▶ Request:
Rewrite the material below as a numbered list, one entry per line, with blank lines dropped and the pictures omitted.

▶ Source information:
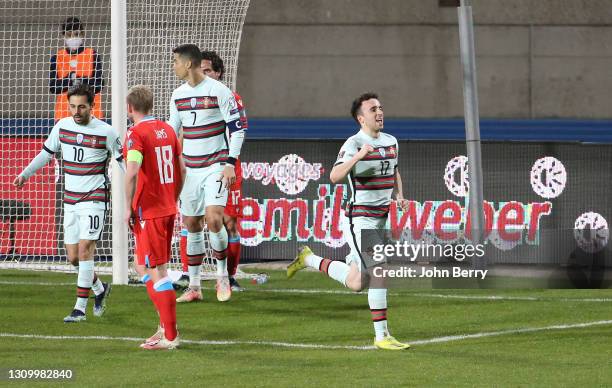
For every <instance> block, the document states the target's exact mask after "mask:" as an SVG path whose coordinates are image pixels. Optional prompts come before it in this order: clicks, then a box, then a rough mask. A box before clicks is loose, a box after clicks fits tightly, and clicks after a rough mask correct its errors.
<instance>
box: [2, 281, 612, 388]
mask: <svg viewBox="0 0 612 388" xmlns="http://www.w3.org/2000/svg"><path fill="white" fill-rule="evenodd" d="M268 274H269V275H270V279H269V281H268V282H267V283H265V284H262V285H253V284H248V283H245V284H243V285H244V286H246V288H247V291H245V292H242V293H234V294H233V296H232V299H231V300H230V301H229V302H227V303H223V304H222V303H219V302H217V301H216V298H215V295H214V291H213V284H212V283H211V282H205V283H204V287H206V289H205V290H204V291H205V292H204V301H203V302H200V303H197V304H188V305H178V306H177V315H178V322H179V331H180V335H181V340H182V343H181V347H180V348H179V349H177V350H175V351H170V352H146V351H143V350H141V349H140V348H139V347H138V344H139V343H140V342H141V341H142V339H143V338H144V337H147V336H149V335H151V334H152V333H153V332H154V331H155V325H156V322H157V321H156V314H155V312H154V310H153V308H152V306H151V302H150V301H149V300H148V298H147V294H146V291H145V289H144V287H139V286H114V287H113V290H112V293H111V295H110V298H109V301H108V305H107V306H108V309H107V311H106V314H105V315H104V316H103V317H101V318H95V317H94V316H93V314H91V308H92V305H93V300H90V303H89V305H88V312H87V314H88V316H87V321H86V322H82V323H78V324H64V323H63V322H62V318H63V317H64V316H65V315H67V314H68V313H69V312H70V310H71V309H72V306H73V304H74V297H75V285H74V283H75V279H76V276H75V275H74V274H71V275H69V274H57V273H46V272H28V271H0V312H1V315H2V319H1V320H0V365H1V368H4V369H5V370H6V369H7V368H19V369H50V368H53V369H66V368H69V369H72V370H73V373H74V378H73V380H70V381H63V382H55V383H56V384H57V385H66V384H71V383H72V384H75V383H76V384H79V385H81V386H123V385H129V386H134V385H150V384H161V385H163V386H171V385H180V386H192V385H198V386H209V385H210V386H270V387H279V386H282V387H285V386H488V387H490V386H584V387H586V386H605V385H609V384H610V383H611V382H612V363H611V360H612V290H390V291H389V314H388V316H389V325H390V329H391V332H392V334H393V335H394V336H395V337H396V338H398V339H399V340H402V341H407V342H410V343H411V344H412V348H411V349H409V350H407V351H399V352H390V351H380V350H373V349H372V339H373V330H372V326H371V322H370V313H369V310H368V305H367V295H366V294H353V293H351V292H347V291H346V290H345V289H344V288H342V287H340V286H337V285H336V283H335V282H333V281H330V280H329V279H327V278H326V277H324V276H322V275H321V274H318V273H314V272H304V271H303V273H299V274H298V275H297V276H296V277H295V278H294V279H291V280H286V279H285V278H284V277H285V275H284V273H283V272H280V271H268ZM3 373H4V374H6V373H5V372H3ZM32 383H33V381H31V380H30V381H21V382H19V381H11V382H8V381H6V380H4V381H0V385H6V386H19V385H20V384H22V385H32ZM47 383H50V382H47Z"/></svg>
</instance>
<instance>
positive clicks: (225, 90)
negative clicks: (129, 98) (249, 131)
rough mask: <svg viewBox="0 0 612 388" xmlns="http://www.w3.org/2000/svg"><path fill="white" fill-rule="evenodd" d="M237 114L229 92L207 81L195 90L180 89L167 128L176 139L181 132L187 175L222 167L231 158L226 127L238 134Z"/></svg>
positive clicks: (173, 105) (172, 93) (201, 82)
mask: <svg viewBox="0 0 612 388" xmlns="http://www.w3.org/2000/svg"><path fill="white" fill-rule="evenodd" d="M240 123H241V122H240V113H239V110H238V105H237V104H236V99H235V98H234V94H233V93H232V91H231V90H230V89H229V88H228V87H227V86H225V85H224V84H222V83H221V82H219V81H217V80H214V79H212V78H210V77H206V78H204V80H203V81H202V82H200V83H199V84H198V85H196V86H195V87H191V86H190V85H189V84H188V83H184V84H183V85H181V86H179V87H178V88H177V89H176V90H174V92H173V93H172V97H171V99H170V119H169V120H168V124H170V125H171V126H172V127H173V128H174V130H175V131H176V133H177V135H179V134H180V132H179V131H180V129H181V128H182V134H183V157H184V160H185V166H186V167H187V171H188V173H194V172H200V171H202V172H203V170H202V169H203V168H206V167H209V166H213V165H217V164H225V162H226V161H227V160H228V157H230V156H233V157H234V158H237V157H238V155H239V154H240V149H238V154H237V155H230V146H229V145H230V143H229V138H228V134H227V133H226V127H227V128H228V129H229V130H230V132H231V131H232V129H236V130H240V129H241V124H240Z"/></svg>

▶ Response to this task:
1. For every <instance> block, the document states the target's exact mask after "mask:" as an SVG path whose coordinates are image pixels. Optional prompts come before it in this order: clicks, then a box, then a rough mask. A box before clicks is loose, a box after clicks fits tightly, and clicks after a rough mask correct its errors.
2. <instance>
3. box: [2, 281, 612, 388]
4. mask: <svg viewBox="0 0 612 388" xmlns="http://www.w3.org/2000/svg"><path fill="white" fill-rule="evenodd" d="M268 274H269V275H270V279H269V281H268V282H267V283H265V284H262V285H253V284H248V283H245V284H243V285H244V286H246V288H247V291H245V292H242V293H234V294H233V296H232V299H231V300H230V301H229V302H227V303H223V304H222V303H219V302H217V301H216V298H215V295H214V291H213V284H212V283H211V282H205V283H204V287H206V289H205V290H204V291H205V292H204V301H203V302H200V303H197V304H188V305H178V306H177V315H178V322H179V331H180V335H181V340H182V343H181V347H180V348H179V349H177V350H175V351H170V352H146V351H143V350H141V349H140V348H139V347H138V344H139V343H140V342H141V341H142V339H143V338H144V337H147V336H149V335H151V334H152V333H153V332H154V331H155V325H156V322H157V321H156V314H155V312H154V310H153V308H152V306H151V302H150V301H149V300H148V298H147V294H146V291H145V289H144V287H139V286H114V287H113V290H112V293H111V295H110V298H109V301H108V305H107V306H108V309H107V311H106V314H105V315H104V316H103V317H101V318H95V317H94V316H93V314H91V308H92V305H93V300H90V303H89V305H88V312H87V314H88V316H87V321H86V322H82V323H78V324H64V323H63V322H62V318H63V317H64V316H65V315H67V314H68V313H69V312H70V310H71V309H72V306H73V304H74V297H75V285H74V283H75V279H76V276H75V275H74V274H71V275H69V274H57V273H46V272H28V271H0V312H1V315H2V319H1V320H0V365H1V368H4V369H5V370H6V369H7V368H19V369H50V368H53V369H66V368H69V369H72V370H73V373H74V378H73V380H70V381H63V382H55V383H56V384H57V385H66V384H71V383H72V384H75V383H76V384H79V385H81V386H123V385H129V386H134V385H150V384H161V385H163V386H171V385H180V386H192V385H198V386H209V385H210V386H270V387H279V386H282V387H285V386H488V387H490V386H584V387H586V386H605V385H609V384H610V383H611V382H612V363H611V360H612V290H390V291H389V314H388V316H389V325H390V329H391V332H392V334H393V335H394V336H395V337H396V338H398V339H399V340H402V341H407V342H410V343H411V344H412V348H411V349H409V350H407V351H399V352H390V351H380V350H373V349H372V339H373V330H372V326H371V322H370V313H369V310H368V305H367V295H366V294H353V293H351V292H347V291H346V290H345V289H344V288H342V287H340V286H337V285H336V283H335V282H333V281H330V280H329V279H327V278H326V277H324V276H322V275H321V274H318V273H314V272H304V271H303V273H299V274H298V275H297V276H296V277H295V278H294V279H291V280H286V279H285V278H284V277H285V275H284V273H283V272H280V271H268ZM3 373H4V374H6V373H5V372H3ZM32 383H33V381H31V380H30V381H21V382H19V381H11V382H8V381H6V380H4V381H0V385H6V386H19V385H20V384H22V385H32ZM47 383H50V382H47Z"/></svg>
5. </instance>
6. <instance>
7. positive clicks: (225, 90)
8. negative clicks: (129, 98) (249, 131)
9. rough mask: <svg viewBox="0 0 612 388" xmlns="http://www.w3.org/2000/svg"><path fill="white" fill-rule="evenodd" d="M237 114L229 92L207 81L195 90L180 89L167 128L176 139L181 132L187 175L222 167L231 158L226 127L238 134Z"/></svg>
10. positive clicks: (173, 105) (172, 93) (201, 82)
11. mask: <svg viewBox="0 0 612 388" xmlns="http://www.w3.org/2000/svg"><path fill="white" fill-rule="evenodd" d="M240 123H241V122H240V113H239V110H238V105H237V104H236V99H235V98H234V94H233V93H232V91H231V90H230V89H229V88H228V87H227V86H225V85H224V84H222V83H221V82H219V81H217V80H214V79H212V78H210V77H206V78H204V80H203V81H202V82H200V83H199V84H198V85H196V86H195V87H191V86H190V85H189V84H188V83H184V84H183V85H181V86H179V87H178V88H177V89H176V90H174V92H173V93H172V97H171V99H170V119H169V120H168V124H170V125H171V126H172V127H173V128H174V130H175V131H176V133H177V135H179V134H180V132H179V131H180V129H181V128H182V134H183V157H184V160H185V166H186V167H187V171H188V173H194V172H200V171H202V172H203V170H202V169H203V168H206V167H209V166H213V165H217V164H225V162H226V161H227V160H228V157H230V156H233V157H234V158H237V157H238V155H239V154H240V149H238V154H237V155H230V146H229V145H230V143H229V138H228V134H227V133H226V127H227V128H228V129H229V130H230V132H231V131H232V129H236V130H240V129H241V124H240Z"/></svg>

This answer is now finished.